• [DATA PROVIDED]:
*** Begin section ***
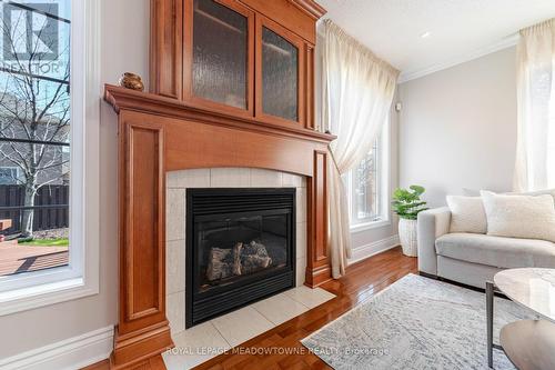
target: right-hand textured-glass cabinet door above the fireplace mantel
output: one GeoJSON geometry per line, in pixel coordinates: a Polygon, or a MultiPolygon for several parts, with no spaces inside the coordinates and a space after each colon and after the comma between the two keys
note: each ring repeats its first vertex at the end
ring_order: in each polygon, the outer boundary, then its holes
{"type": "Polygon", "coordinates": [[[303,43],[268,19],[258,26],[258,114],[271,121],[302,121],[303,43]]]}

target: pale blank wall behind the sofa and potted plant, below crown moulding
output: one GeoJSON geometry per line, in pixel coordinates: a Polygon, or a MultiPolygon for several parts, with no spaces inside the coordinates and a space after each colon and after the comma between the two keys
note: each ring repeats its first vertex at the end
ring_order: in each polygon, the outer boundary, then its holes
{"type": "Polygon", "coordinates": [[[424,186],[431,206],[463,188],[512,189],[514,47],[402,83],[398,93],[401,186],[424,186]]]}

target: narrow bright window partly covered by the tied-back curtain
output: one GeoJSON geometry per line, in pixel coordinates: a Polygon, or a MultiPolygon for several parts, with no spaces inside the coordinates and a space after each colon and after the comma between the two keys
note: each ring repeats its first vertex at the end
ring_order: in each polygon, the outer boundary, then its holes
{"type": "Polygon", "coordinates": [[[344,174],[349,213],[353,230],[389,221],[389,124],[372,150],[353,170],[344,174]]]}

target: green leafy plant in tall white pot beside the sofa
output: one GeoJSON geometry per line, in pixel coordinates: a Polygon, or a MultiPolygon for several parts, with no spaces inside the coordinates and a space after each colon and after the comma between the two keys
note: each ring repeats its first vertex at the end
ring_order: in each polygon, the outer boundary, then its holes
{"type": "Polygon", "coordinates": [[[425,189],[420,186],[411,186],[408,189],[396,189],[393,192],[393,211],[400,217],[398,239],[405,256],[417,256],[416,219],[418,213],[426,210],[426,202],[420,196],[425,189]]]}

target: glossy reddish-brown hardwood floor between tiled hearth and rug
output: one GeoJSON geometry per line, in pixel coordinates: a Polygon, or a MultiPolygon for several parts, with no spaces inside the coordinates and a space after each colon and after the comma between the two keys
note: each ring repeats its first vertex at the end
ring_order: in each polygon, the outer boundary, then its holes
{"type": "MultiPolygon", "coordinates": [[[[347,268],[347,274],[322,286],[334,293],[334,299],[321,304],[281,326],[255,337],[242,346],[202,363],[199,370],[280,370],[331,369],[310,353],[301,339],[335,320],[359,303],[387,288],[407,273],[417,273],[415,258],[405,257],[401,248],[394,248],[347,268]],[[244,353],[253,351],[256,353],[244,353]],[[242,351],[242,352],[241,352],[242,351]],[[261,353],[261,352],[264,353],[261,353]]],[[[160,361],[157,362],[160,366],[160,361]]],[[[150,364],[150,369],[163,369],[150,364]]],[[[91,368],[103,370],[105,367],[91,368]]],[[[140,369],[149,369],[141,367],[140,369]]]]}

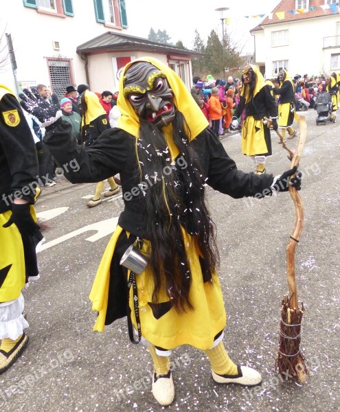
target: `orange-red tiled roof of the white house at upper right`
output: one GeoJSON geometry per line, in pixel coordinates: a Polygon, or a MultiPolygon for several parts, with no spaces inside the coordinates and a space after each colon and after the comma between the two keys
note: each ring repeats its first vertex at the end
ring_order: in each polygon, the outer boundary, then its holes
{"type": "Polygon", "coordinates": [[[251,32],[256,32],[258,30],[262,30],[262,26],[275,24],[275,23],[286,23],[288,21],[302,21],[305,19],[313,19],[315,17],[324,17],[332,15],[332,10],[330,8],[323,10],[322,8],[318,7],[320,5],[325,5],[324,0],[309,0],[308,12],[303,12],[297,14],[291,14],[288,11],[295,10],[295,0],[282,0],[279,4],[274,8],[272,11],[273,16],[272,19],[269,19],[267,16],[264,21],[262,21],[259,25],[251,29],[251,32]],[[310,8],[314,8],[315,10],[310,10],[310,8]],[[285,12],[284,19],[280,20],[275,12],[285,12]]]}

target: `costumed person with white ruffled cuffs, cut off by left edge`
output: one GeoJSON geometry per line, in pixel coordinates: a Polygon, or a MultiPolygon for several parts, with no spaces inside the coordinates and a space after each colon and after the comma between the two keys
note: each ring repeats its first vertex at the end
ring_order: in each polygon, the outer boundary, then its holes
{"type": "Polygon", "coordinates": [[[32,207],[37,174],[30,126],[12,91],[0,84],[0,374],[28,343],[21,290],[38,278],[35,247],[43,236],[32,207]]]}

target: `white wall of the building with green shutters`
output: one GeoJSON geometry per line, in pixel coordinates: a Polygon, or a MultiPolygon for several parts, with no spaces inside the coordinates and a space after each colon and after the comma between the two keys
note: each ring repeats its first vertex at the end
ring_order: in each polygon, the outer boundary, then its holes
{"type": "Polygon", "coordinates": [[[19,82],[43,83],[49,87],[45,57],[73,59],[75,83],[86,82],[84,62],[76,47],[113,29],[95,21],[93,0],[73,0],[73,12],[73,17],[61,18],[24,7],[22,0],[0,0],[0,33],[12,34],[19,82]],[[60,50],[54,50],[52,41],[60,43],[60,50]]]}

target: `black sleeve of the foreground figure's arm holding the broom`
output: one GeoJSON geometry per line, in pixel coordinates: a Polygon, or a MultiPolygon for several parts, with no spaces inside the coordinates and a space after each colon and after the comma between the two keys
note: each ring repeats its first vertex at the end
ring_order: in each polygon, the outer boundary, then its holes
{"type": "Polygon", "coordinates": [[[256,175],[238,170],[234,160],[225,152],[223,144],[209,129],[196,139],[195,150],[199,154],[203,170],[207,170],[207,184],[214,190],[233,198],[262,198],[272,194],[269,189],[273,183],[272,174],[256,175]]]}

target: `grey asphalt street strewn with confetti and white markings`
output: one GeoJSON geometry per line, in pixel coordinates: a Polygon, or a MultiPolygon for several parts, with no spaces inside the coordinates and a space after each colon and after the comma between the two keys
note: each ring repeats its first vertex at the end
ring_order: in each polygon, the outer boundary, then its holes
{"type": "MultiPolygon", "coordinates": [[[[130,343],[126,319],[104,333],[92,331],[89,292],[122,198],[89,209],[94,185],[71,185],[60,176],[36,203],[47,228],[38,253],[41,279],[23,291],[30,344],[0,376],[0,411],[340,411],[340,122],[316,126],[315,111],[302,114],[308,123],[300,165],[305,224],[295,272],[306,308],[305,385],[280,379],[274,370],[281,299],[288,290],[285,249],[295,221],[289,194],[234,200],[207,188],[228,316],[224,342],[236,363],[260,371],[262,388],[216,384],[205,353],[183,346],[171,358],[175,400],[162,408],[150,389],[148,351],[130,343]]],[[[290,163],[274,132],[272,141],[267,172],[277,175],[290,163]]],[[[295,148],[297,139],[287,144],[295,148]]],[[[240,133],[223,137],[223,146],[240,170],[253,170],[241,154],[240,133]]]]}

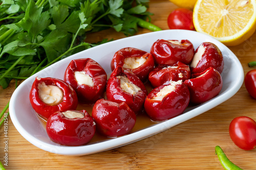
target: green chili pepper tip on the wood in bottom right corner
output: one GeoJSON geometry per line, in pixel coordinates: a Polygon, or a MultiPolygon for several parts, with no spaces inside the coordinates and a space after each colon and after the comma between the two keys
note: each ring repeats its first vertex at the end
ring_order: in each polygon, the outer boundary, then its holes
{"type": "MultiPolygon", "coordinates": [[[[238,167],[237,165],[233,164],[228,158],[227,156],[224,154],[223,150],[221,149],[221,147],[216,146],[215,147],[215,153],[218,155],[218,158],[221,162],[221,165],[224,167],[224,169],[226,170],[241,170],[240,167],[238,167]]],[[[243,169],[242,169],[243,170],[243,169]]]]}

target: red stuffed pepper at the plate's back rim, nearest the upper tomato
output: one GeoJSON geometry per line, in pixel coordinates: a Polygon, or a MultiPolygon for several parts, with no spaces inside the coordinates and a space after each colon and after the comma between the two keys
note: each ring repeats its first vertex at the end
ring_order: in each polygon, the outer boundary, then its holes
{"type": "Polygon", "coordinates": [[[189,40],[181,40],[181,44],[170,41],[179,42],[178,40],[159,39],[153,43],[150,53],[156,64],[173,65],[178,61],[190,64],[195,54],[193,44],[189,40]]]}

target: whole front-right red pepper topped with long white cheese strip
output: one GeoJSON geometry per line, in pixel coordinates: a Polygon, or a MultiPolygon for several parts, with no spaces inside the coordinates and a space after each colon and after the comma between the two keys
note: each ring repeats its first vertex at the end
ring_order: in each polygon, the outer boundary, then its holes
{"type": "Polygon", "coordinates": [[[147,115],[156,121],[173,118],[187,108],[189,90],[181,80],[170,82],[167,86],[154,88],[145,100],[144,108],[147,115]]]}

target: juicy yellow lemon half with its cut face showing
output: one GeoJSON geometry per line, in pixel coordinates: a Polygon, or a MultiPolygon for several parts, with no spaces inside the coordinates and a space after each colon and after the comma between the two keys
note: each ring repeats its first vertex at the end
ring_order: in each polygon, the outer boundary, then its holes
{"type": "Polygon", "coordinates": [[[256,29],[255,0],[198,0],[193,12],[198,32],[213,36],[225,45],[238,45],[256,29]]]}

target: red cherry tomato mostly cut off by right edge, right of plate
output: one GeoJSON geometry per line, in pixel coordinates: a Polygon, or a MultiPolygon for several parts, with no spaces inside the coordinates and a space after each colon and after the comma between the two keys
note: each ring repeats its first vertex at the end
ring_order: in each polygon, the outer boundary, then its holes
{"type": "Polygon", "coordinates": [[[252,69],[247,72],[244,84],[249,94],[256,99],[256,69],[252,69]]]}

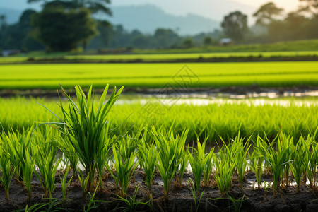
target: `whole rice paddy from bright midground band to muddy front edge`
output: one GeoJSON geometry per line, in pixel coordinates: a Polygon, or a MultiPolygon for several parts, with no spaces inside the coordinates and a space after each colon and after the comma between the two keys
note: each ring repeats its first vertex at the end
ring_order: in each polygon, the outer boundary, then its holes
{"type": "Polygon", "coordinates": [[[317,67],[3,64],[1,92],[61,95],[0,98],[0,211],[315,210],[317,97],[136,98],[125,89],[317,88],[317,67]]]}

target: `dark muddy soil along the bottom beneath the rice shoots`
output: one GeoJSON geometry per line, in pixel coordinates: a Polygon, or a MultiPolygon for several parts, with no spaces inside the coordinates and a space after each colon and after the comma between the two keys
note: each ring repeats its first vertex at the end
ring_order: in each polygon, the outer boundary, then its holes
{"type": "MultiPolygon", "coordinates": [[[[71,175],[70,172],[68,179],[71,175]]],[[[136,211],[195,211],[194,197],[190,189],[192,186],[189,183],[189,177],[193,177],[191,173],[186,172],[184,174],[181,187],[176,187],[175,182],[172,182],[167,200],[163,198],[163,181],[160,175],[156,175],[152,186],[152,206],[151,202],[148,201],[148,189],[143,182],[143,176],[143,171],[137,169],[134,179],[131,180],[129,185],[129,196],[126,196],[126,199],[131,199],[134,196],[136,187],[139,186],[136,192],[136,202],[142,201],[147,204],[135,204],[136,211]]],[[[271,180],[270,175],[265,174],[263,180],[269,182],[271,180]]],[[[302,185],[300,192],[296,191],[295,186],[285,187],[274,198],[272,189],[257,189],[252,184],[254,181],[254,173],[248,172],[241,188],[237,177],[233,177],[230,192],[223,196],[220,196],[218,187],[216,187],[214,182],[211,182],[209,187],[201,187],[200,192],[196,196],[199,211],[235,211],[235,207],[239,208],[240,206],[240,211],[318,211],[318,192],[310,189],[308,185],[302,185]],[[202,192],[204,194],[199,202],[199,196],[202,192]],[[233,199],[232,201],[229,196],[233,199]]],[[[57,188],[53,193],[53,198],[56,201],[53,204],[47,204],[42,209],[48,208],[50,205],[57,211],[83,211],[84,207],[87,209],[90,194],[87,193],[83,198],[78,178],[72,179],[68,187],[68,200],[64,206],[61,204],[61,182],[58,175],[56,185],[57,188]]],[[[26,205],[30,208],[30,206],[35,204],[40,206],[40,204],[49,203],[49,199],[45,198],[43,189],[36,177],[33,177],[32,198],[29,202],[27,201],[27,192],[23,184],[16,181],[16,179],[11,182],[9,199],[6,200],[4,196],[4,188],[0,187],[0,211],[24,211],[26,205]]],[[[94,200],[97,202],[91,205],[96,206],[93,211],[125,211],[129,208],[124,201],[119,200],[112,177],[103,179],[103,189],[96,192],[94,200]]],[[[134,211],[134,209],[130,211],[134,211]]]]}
*** End section ***
Show every line from the entries above in which "muddy" appears.

• [SOLUTION TO THIS TASK]:
target: `whole rice paddy from bright midground band to muddy front edge`
target: `dark muddy soil along the bottom beneath the rice shoots`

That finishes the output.